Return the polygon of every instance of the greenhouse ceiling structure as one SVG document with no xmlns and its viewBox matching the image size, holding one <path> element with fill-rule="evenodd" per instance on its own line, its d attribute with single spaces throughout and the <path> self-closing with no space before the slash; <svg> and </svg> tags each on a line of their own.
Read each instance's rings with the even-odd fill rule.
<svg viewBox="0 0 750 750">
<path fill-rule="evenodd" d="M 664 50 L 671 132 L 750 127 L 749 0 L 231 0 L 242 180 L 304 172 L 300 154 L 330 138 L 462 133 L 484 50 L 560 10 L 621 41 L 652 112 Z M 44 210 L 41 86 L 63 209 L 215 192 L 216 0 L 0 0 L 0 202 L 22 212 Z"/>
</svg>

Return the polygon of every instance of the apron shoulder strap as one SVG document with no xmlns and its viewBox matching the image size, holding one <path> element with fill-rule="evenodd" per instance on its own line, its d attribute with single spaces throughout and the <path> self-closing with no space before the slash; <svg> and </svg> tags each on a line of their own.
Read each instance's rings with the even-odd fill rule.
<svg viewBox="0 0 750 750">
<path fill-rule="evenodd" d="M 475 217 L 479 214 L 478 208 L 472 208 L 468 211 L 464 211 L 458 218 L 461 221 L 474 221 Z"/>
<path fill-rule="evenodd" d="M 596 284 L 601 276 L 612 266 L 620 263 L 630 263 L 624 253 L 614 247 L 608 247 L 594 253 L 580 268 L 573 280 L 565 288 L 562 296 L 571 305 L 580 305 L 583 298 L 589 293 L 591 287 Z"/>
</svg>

Exercise prompt
Repeat every record above exactly as it appears.

Expected answer
Return the polygon of every instance of the greenhouse ceiling structure as one SVG document with no xmlns and its viewBox matching the image size, holding one <path> element with fill-rule="evenodd" per instance on its own line, its d attribute with single spaces throughout and the <path> self-closing with no space before the slash; <svg> and </svg> tags each on a line of their own.
Read each instance's rings with the even-odd fill rule.
<svg viewBox="0 0 750 750">
<path fill-rule="evenodd" d="M 664 50 L 671 132 L 750 127 L 749 0 L 231 0 L 242 180 L 304 172 L 300 154 L 330 138 L 462 133 L 484 50 L 560 10 L 621 41 L 652 112 Z M 44 210 L 41 86 L 63 209 L 215 192 L 216 0 L 0 0 L 0 202 L 22 212 Z"/>
</svg>

Return the polygon of every instance of the apron shoulder strap as one SVG document with no xmlns and its viewBox matching the image size, holding one <path> element with fill-rule="evenodd" per instance on its own line, its d attribute with single spaces throughout and the <path> self-closing with no space before the slash; <svg> and </svg> tags each on a line of their own.
Read each instance's rings with the even-odd fill rule.
<svg viewBox="0 0 750 750">
<path fill-rule="evenodd" d="M 475 217 L 479 214 L 478 208 L 472 208 L 468 211 L 464 211 L 458 218 L 461 221 L 474 221 Z"/>
<path fill-rule="evenodd" d="M 596 284 L 601 276 L 612 266 L 620 263 L 630 263 L 624 253 L 614 247 L 608 247 L 594 253 L 580 268 L 573 280 L 565 288 L 562 296 L 571 305 L 580 305 L 583 298 L 589 293 L 591 287 Z"/>
</svg>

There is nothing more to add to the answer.